[Opening Exercise passage section]
Apart for the absence of a lively soil, hydroponics is different from conventional agriculture: it does not need as much pesti­cide because the absence of soil disturbs weeds, insects and parasites. Mixed farming is even possible: aquaponics uses both fish and plants, like a 21th century version of the old mixed farm with crops and animals, where chicken and pigs fed on dropped grain and on leftovers, and their wastes fed the crops.

Does it work?

A sustainable agricultural system must preserve topsoil quality (organic matter, biomass) and quantity (avoid erosion), avoid pol­lu­tion (of the water by nitrate runoffs; of the air by the green-house gases CO2 and nitrous oxide, N2O). But meeting all these criteria is not enough: if this environmentally sustainable food production is prohibitively expensive, it will be a commercial failure (and bank­ruptcy is not sustainable). So yields are important too.

Sustainability outcomes

Chemical fertilization systems feed the crop, whereas organic systems feed the top­soil (or let nature do it), which in turn feeds the crop. The latter thus has a topsoil richer in organic matter (thereby darker), as shown in the image on the right. (This is why the table below claims that topsoil quality is somewhat irrele­vant to con­ventional systems.)
[Closing Exercise passage section]
[Opening Data section section]
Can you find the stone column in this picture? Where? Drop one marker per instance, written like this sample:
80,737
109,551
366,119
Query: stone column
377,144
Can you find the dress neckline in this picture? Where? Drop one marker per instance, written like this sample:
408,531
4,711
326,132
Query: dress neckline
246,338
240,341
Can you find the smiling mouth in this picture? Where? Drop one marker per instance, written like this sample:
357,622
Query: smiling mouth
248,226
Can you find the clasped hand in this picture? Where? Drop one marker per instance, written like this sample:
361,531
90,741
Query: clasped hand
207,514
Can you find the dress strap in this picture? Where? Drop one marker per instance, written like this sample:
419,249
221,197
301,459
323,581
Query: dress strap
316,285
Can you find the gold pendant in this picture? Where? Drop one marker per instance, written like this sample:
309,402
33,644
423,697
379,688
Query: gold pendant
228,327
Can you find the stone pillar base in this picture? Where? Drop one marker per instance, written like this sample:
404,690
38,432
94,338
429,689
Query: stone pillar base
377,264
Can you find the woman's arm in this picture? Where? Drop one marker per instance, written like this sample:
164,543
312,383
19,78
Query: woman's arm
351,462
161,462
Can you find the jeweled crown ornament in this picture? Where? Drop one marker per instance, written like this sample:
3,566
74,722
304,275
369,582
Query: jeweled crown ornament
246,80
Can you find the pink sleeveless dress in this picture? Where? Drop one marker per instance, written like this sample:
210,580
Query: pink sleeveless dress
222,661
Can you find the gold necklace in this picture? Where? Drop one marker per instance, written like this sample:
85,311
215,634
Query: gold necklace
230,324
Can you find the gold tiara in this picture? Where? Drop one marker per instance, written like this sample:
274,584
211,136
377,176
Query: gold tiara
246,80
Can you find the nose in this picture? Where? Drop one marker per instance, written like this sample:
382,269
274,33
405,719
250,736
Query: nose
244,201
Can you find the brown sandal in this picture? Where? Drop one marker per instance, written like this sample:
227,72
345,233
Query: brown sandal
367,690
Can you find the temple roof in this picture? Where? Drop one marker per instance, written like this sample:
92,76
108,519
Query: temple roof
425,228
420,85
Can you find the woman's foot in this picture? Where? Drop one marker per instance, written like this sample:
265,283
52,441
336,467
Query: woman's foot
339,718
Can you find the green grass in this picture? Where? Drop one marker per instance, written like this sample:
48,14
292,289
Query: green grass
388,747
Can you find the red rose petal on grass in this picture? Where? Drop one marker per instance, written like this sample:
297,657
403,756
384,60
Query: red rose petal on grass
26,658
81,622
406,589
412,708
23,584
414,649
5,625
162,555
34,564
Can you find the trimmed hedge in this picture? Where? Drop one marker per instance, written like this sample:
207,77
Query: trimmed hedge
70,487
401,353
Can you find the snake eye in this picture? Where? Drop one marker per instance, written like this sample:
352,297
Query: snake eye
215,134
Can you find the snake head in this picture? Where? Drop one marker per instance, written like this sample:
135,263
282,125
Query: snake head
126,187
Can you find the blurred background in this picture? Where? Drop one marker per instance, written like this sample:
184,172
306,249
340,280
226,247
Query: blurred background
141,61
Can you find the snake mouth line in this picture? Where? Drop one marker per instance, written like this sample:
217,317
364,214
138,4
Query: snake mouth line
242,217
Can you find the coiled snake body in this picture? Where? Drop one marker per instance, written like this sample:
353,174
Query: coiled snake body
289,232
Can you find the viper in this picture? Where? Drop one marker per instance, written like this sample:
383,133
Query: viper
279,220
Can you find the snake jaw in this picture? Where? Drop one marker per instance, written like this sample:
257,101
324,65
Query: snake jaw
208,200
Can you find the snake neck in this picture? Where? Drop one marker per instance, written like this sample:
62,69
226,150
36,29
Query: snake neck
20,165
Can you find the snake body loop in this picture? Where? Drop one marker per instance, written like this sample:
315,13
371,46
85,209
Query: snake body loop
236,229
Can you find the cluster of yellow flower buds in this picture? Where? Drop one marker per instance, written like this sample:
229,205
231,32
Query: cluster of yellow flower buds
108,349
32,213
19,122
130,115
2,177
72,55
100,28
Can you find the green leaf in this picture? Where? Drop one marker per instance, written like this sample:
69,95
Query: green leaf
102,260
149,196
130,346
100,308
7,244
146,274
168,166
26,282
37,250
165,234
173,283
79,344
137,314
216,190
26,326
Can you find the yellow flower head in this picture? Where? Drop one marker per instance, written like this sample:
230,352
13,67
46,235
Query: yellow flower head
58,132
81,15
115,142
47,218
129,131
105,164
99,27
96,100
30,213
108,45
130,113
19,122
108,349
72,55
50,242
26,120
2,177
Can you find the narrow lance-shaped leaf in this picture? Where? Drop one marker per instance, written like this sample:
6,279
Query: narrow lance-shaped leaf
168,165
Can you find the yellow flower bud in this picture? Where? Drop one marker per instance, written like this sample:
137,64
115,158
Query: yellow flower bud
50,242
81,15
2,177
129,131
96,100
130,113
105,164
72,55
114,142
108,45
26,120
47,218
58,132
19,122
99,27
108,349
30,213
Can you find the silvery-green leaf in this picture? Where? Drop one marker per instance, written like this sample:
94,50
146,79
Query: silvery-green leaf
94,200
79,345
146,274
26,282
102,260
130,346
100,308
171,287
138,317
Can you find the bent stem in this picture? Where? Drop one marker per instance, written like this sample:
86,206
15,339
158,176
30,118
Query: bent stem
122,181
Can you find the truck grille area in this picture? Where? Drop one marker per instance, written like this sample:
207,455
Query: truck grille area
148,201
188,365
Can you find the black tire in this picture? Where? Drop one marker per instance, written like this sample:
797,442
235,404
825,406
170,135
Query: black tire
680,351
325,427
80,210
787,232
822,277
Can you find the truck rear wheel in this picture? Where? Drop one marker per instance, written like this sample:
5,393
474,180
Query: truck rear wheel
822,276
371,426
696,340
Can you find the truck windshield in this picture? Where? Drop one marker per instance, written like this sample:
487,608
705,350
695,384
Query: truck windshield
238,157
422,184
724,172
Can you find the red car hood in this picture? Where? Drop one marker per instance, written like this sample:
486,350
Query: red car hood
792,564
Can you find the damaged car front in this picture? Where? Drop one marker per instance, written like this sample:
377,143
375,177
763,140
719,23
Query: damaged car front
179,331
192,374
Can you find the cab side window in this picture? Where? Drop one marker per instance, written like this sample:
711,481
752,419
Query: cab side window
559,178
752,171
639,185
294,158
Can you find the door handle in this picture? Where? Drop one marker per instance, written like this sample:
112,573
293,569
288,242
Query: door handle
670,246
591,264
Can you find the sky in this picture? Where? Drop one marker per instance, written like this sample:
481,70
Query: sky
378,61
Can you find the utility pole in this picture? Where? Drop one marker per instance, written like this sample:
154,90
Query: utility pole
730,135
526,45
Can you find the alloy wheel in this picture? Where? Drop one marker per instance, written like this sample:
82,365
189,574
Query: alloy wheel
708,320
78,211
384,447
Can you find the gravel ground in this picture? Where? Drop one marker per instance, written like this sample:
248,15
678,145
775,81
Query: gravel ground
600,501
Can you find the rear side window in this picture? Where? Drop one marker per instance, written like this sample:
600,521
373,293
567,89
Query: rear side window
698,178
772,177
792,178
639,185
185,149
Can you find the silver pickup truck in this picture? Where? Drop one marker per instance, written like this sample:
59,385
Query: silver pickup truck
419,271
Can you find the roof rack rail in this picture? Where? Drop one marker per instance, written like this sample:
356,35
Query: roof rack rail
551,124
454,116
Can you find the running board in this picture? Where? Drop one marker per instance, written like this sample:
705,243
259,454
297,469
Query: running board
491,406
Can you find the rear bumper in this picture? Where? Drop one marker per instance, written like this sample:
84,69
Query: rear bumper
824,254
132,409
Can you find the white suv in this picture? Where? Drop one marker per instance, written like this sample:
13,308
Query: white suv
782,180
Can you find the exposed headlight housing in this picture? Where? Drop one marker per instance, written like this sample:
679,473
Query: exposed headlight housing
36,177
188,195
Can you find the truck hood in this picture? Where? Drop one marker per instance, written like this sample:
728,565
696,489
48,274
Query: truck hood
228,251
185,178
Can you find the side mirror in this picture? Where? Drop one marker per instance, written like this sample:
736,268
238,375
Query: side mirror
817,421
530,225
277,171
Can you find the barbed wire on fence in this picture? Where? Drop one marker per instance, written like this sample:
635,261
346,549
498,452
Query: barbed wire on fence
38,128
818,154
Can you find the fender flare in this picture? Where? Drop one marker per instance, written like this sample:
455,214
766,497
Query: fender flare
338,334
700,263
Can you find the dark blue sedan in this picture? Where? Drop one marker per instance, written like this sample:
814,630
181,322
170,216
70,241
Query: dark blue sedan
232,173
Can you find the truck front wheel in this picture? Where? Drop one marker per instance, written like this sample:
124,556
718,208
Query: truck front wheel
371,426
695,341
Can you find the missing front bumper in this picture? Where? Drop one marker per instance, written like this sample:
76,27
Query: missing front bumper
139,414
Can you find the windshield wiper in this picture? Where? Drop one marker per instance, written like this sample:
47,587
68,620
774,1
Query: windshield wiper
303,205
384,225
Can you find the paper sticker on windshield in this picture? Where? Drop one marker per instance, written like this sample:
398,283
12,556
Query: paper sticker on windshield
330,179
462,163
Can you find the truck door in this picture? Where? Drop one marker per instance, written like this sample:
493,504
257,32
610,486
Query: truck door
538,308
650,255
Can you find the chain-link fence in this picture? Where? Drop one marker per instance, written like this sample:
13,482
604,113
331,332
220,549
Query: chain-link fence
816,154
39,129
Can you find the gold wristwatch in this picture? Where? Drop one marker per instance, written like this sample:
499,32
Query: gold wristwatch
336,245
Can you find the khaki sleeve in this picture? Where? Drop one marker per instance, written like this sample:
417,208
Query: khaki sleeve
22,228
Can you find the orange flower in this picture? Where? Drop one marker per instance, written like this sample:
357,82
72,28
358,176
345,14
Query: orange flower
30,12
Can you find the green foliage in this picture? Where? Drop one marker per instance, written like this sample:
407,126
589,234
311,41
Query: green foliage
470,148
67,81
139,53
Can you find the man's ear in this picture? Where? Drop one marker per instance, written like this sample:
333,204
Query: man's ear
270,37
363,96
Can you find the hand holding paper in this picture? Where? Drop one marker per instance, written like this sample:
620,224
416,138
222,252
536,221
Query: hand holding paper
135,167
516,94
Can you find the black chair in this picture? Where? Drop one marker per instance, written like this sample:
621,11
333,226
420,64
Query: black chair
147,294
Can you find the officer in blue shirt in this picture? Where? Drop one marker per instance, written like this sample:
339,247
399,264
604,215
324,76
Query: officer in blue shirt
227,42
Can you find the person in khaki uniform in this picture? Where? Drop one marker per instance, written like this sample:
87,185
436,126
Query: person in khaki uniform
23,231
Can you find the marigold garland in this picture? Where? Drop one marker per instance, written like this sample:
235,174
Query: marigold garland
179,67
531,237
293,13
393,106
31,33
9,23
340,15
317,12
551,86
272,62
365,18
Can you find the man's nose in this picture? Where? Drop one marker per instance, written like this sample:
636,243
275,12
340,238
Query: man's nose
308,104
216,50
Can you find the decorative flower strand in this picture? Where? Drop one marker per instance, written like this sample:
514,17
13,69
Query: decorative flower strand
[Closing Data section section]
__Requirement A__
Print the passage on farming sustainability from "A sustainable agricultural" up to and including "to con­ventional systems.)".
__Requirement B__
Carry on the passage on farming sustainability from the point where it stops, not the entries.

__Written reply A__
A sustainable agricultural system must preserve topsoil quality (organic matter, biomass) and quantity (avoid erosion), avoid pol­lu­tion (of the water by nitrate runoffs; of the air by the green-house gases CO2 and nitrous oxide, N2O). But meeting all these criteria is not enough: if this environmentally sustainable food production is prohibitively expensive, it will be a commercial failure (and bank­ruptcy is not sustainable). So yields are important too.

Sustainability outcomes

Chemical fertilization systems feed the crop, whereas organic systems feed the top­soil (or let nature do it), which in turn feeds the crop. The latter thus has a topsoil richer in organic matter (thereby darker), as shown in the image on the right. (This is why the table below claims that topsoil quality is somewhat irrele­vant to con­ventional systems.)

__Written reply B__
Moreover, nutrients (nitrogen, phosphorus, potassium) in syn­thetic form are re­leased faster than with compost, manure or legumes. There is thus a greater risk that these will end up in ground­water or rivers rather than in the plant: both a waste of money and a source of pollution. Fertilizers can also release nitrous oxide (N2O), a very potent green-house gas, and their production requires natural gas and energy — doing without them thus vastly reduces the climate impact of agriculture.

Soil from conventional (left) and an organic (right) fields.
Soil from conventional (left) and organic (right) fields (source: Rodale Institute)

Corn in drought: with and without legumes.
Corn in drought: with and without legumes
(source: Rodale Institute)

According to the Rodale Institute, organic systems are more resilient: "Organic corn yields were 31% higher than con­ven­tional in years of drought [better than] genetically engineered 'drought tolerant' varieties which saw increases of only 6.7% to 13.3%". The image on the left shows that con­ventional corn (right) is suffering from hydric stress during a drought, unlike corn grown with legumes (left).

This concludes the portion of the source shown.